_Exercise brief_
Present the material below as a numbered list with one line per item, skipping any blank lines. Leave the pictures out of your answer.

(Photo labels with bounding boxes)
☆ ☆ ☆ ☆
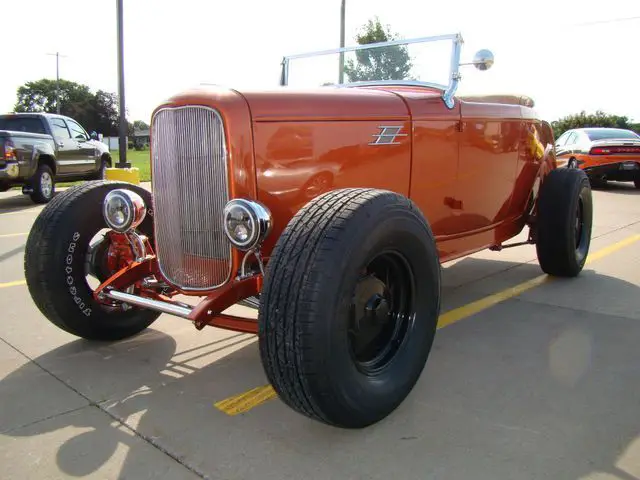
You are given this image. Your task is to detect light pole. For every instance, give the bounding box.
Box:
[47,52,65,115]
[338,0,346,83]
[116,0,131,168]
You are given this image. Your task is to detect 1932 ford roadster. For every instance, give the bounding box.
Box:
[25,35,592,428]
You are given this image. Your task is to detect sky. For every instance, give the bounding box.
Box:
[0,0,640,123]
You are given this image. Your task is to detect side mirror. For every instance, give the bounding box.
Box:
[472,49,494,70]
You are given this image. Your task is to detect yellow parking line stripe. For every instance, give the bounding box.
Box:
[214,385,276,415]
[0,280,27,288]
[0,233,29,238]
[0,208,40,217]
[214,235,640,415]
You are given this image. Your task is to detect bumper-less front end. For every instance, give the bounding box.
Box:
[95,88,272,332]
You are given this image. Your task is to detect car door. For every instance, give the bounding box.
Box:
[455,102,524,233]
[49,117,78,176]
[65,118,98,175]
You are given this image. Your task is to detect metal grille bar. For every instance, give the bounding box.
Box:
[151,106,231,290]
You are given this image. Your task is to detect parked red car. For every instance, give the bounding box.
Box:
[556,128,640,188]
☆ ☆ ☆ ☆
_Exercise output_
1. You are given this image. Your task is to detect light pole. For every instance, give the bounding box.
2. Box:
3. [47,52,65,115]
4. [338,0,346,83]
5. [116,0,131,168]
6. You are given this image. Your task is to detect 1932 ford roadster. For every instance, give the bounding box.
7. Box:
8. [25,35,592,428]
9. You are given this image. Your task is to detect sky. For every instance, give the bounding box.
10. Box:
11. [0,0,640,123]
12. You are given this image. Your task is to detect side mirror. For every instance, give the bounding box.
13. Box:
14. [472,49,494,70]
15. You are given this image. Your task is to detect yellow parking line stripe. For every instance, give the bounding box.
16. Box:
17. [214,385,276,415]
18. [0,280,27,288]
19. [0,233,29,238]
20. [0,208,40,217]
21. [214,235,640,415]
22. You are given this image. Your task is to detect bumper-less front end. For every instance, give the bounding box.
23. Box:
24. [95,88,272,332]
25. You are given this image. Your task is to detect car door. For every instance, give the bounding box.
26. Box:
27. [455,102,524,233]
28. [49,117,78,176]
29. [65,118,98,175]
30. You are given this image. Your task is to detect metal grille bar. For every instance, give the bounding box.
31. Box:
32. [151,106,231,290]
33. You are given this image. Your task is to detect parked red car. For every instance, give the bounding box.
34. Box:
35. [556,128,640,188]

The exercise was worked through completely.